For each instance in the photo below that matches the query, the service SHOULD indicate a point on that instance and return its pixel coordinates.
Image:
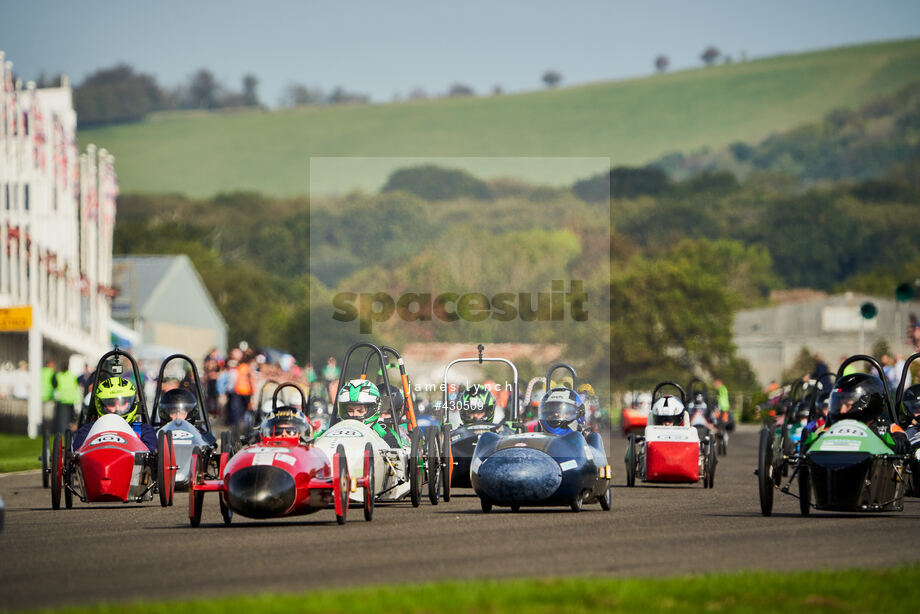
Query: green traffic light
(904, 292)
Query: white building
(771, 338)
(57, 215)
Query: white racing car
(378, 421)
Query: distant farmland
(631, 122)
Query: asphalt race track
(95, 553)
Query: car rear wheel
(415, 467)
(46, 458)
(447, 462)
(368, 482)
(804, 489)
(765, 471)
(57, 471)
(631, 461)
(606, 499)
(434, 467)
(579, 502)
(341, 483)
(67, 454)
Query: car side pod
(519, 475)
(261, 491)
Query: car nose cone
(261, 491)
(519, 475)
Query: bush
(435, 183)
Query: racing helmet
(476, 404)
(561, 411)
(857, 396)
(116, 395)
(359, 399)
(668, 411)
(286, 422)
(178, 399)
(911, 402)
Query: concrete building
(164, 300)
(771, 338)
(57, 215)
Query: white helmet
(668, 411)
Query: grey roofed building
(165, 300)
(771, 338)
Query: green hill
(631, 122)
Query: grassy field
(18, 452)
(631, 122)
(890, 590)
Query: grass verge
(812, 591)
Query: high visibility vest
(47, 386)
(68, 389)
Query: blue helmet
(561, 411)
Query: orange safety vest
(243, 386)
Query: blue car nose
(261, 491)
(519, 475)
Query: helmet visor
(357, 411)
(120, 405)
(842, 402)
(558, 411)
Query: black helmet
(287, 422)
(178, 399)
(857, 396)
(478, 400)
(911, 402)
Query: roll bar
(199, 395)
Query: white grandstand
(57, 215)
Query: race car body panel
(391, 482)
(672, 454)
(110, 463)
(463, 440)
(535, 469)
(852, 469)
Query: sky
(387, 49)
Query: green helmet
(359, 399)
(116, 395)
(476, 404)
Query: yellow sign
(16, 318)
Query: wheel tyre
(579, 502)
(631, 461)
(765, 471)
(46, 459)
(68, 455)
(195, 497)
(447, 463)
(226, 442)
(163, 468)
(713, 460)
(225, 511)
(369, 486)
(341, 485)
(171, 482)
(804, 490)
(434, 467)
(415, 471)
(57, 471)
(606, 499)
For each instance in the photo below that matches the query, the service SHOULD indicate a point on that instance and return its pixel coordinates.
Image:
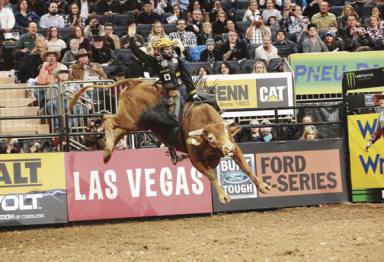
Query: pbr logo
(234, 181)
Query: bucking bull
(203, 135)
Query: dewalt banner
(367, 169)
(32, 189)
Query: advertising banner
(238, 92)
(134, 183)
(32, 189)
(367, 168)
(322, 73)
(299, 173)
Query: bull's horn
(197, 132)
(228, 122)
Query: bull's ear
(195, 140)
(233, 130)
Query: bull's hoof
(263, 187)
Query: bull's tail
(76, 96)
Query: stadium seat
(247, 66)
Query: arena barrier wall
(367, 168)
(321, 73)
(135, 183)
(300, 173)
(32, 189)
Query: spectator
(52, 18)
(53, 40)
(284, 46)
(83, 70)
(252, 12)
(107, 7)
(111, 39)
(310, 133)
(271, 11)
(233, 49)
(7, 19)
(266, 51)
(206, 34)
(332, 43)
(147, 16)
(210, 54)
(187, 38)
(23, 16)
(74, 18)
(256, 31)
(266, 132)
(226, 69)
(314, 43)
(324, 19)
(70, 55)
(78, 34)
(46, 74)
(259, 67)
(102, 54)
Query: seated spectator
(111, 39)
(233, 49)
(251, 12)
(342, 20)
(210, 54)
(107, 7)
(259, 67)
(310, 133)
(266, 132)
(102, 54)
(284, 47)
(256, 31)
(53, 40)
(74, 18)
(23, 16)
(266, 51)
(70, 55)
(271, 11)
(206, 34)
(324, 19)
(46, 74)
(78, 34)
(332, 43)
(84, 70)
(187, 38)
(314, 43)
(52, 18)
(147, 16)
(251, 134)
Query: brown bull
(204, 135)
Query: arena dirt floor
(343, 232)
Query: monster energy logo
(350, 79)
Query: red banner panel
(134, 183)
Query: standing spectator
(252, 12)
(284, 46)
(324, 19)
(107, 7)
(7, 19)
(187, 38)
(314, 43)
(256, 31)
(266, 51)
(52, 18)
(233, 49)
(147, 16)
(23, 16)
(74, 18)
(84, 70)
(53, 40)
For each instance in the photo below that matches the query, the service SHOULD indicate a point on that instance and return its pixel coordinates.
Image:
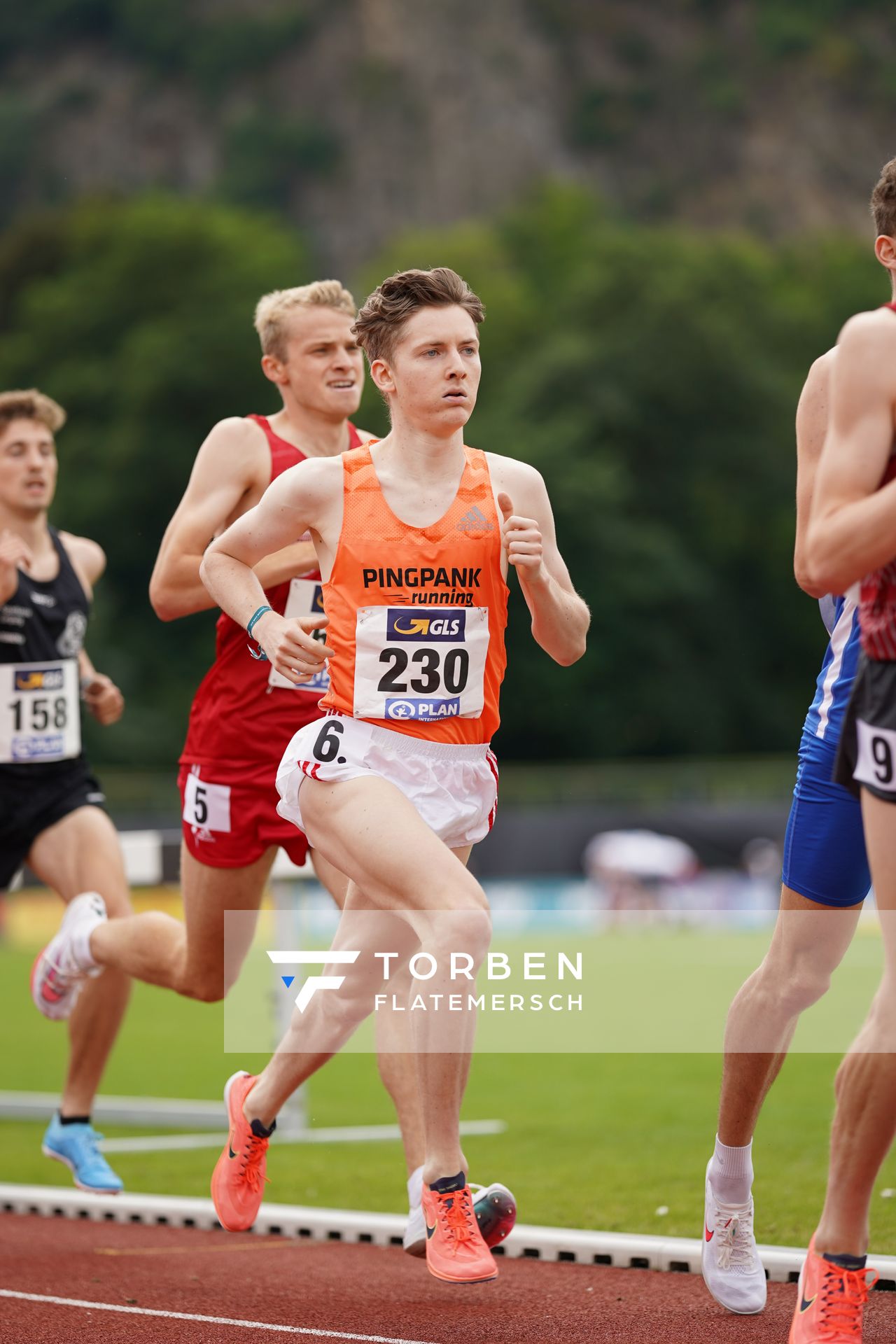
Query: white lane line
(204, 1320)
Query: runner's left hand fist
(522, 539)
(104, 699)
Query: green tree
(652, 375)
(139, 319)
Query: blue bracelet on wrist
(255, 617)
(261, 656)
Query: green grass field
(594, 1140)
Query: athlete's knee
(454, 933)
(207, 988)
(797, 977)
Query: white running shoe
(414, 1240)
(57, 974)
(493, 1206)
(731, 1266)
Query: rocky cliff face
(365, 118)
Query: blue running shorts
(825, 857)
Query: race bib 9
(425, 663)
(39, 711)
(305, 598)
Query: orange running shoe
(238, 1180)
(830, 1301)
(454, 1246)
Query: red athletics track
(348, 1291)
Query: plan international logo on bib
(426, 622)
(414, 707)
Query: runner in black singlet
(50, 804)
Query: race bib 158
(39, 711)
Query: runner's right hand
(290, 648)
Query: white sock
(85, 960)
(731, 1174)
(415, 1187)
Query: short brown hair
(273, 311)
(883, 201)
(30, 403)
(397, 299)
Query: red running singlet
(878, 594)
(238, 721)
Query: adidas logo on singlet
(475, 522)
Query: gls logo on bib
(425, 624)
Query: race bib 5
(425, 663)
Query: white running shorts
(453, 788)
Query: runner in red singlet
(852, 538)
(241, 714)
(415, 537)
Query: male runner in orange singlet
(414, 538)
(244, 713)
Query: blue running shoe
(77, 1147)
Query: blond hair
(386, 311)
(273, 311)
(29, 403)
(883, 201)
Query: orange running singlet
(416, 615)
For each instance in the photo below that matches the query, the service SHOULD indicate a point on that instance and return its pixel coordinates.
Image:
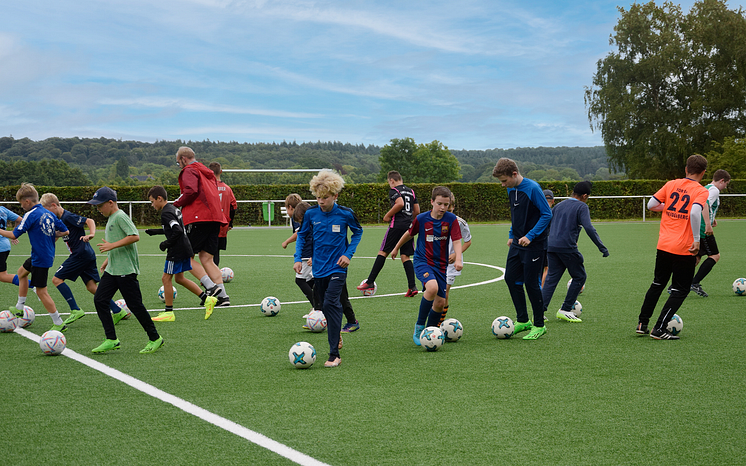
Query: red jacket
(199, 200)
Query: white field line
(225, 424)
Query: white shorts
(451, 274)
(305, 271)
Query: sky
(472, 74)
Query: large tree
(419, 163)
(675, 86)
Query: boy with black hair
(562, 248)
(680, 202)
(43, 228)
(404, 208)
(178, 255)
(529, 216)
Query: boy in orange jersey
(681, 202)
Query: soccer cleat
(660, 334)
(117, 316)
(364, 286)
(152, 346)
(75, 314)
(107, 345)
(333, 362)
(210, 303)
(522, 327)
(417, 332)
(535, 333)
(165, 317)
(351, 327)
(568, 316)
(697, 288)
(223, 301)
(59, 328)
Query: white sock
(56, 318)
(207, 282)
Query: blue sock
(425, 307)
(67, 293)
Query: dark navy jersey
(403, 218)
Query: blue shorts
(172, 268)
(425, 273)
(73, 268)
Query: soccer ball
(569, 282)
(432, 338)
(452, 329)
(8, 321)
(302, 355)
(739, 286)
(123, 306)
(270, 306)
(52, 342)
(227, 274)
(502, 327)
(162, 294)
(315, 321)
(369, 291)
(577, 308)
(675, 325)
(27, 318)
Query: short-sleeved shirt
(123, 260)
(678, 196)
(6, 216)
(42, 227)
(403, 218)
(433, 236)
(76, 225)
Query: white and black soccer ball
(432, 338)
(8, 321)
(302, 355)
(162, 294)
(452, 329)
(52, 342)
(739, 286)
(503, 327)
(315, 321)
(270, 306)
(227, 274)
(675, 325)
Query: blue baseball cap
(102, 195)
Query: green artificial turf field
(587, 393)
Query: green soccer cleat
(153, 346)
(107, 345)
(535, 333)
(75, 314)
(522, 327)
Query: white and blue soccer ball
(52, 342)
(270, 306)
(227, 274)
(675, 325)
(302, 355)
(739, 286)
(432, 338)
(162, 294)
(503, 327)
(452, 329)
(315, 321)
(8, 321)
(27, 318)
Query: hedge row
(476, 202)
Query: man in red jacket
(200, 210)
##############################
**PROBLEM DESCRIPTION:**
Write out exactly the lines from the one containing "Query: blue running shoe" through the last line of the records above, both ends included, and leave out any pictures.

**FULL ANSWER:**
Query: blue running shoe
(77, 1147)
Query: blond hair
(386, 311)
(273, 311)
(29, 403)
(883, 201)
Query: orange running singlet
(416, 615)
For each instance in the photo below that matches the query, the service SHOULD indicate a point on that instance and return its pixel coordinates.
Image:
Query: red jacket
(199, 200)
Query: white field line
(225, 424)
Query: white shorts
(451, 274)
(305, 271)
Query: sky
(472, 74)
Query: large tree
(419, 163)
(675, 86)
Query: boy with black hair
(562, 248)
(680, 202)
(43, 228)
(404, 208)
(178, 255)
(529, 216)
Query: boy in orange jersey
(681, 202)
Query: soccer cleat
(660, 334)
(117, 316)
(364, 286)
(152, 346)
(75, 314)
(107, 345)
(333, 362)
(210, 303)
(522, 327)
(417, 332)
(535, 333)
(165, 317)
(351, 327)
(568, 316)
(697, 288)
(223, 301)
(59, 328)
Query: white sock
(56, 318)
(207, 282)
Query: blue sock
(425, 307)
(67, 293)
Query: dark navy jersey
(403, 218)
Query: blue shorts
(172, 268)
(425, 273)
(73, 268)
Query: soccer ball
(569, 282)
(432, 338)
(452, 329)
(8, 321)
(302, 355)
(739, 286)
(123, 306)
(270, 306)
(52, 342)
(227, 274)
(502, 327)
(162, 294)
(315, 321)
(369, 291)
(577, 308)
(675, 325)
(27, 318)
Query: short-sleeved shirt
(123, 260)
(678, 196)
(6, 216)
(42, 227)
(403, 218)
(433, 236)
(76, 225)
Query: white and black soccer ball
(432, 338)
(8, 321)
(302, 355)
(162, 294)
(452, 329)
(52, 342)
(739, 286)
(503, 327)
(315, 321)
(270, 306)
(227, 274)
(675, 325)
Query: blue baseball cap
(102, 195)
Query: green artificial turf field
(587, 393)
Query: green soccer cleat
(153, 346)
(107, 345)
(535, 333)
(75, 314)
(522, 327)
Query: white and blue soccer ball
(52, 342)
(270, 306)
(227, 274)
(675, 325)
(302, 355)
(739, 286)
(432, 338)
(162, 294)
(503, 327)
(452, 329)
(315, 321)
(8, 321)
(27, 318)
Query: hedge row
(476, 202)
Query: man in red jacket
(200, 210)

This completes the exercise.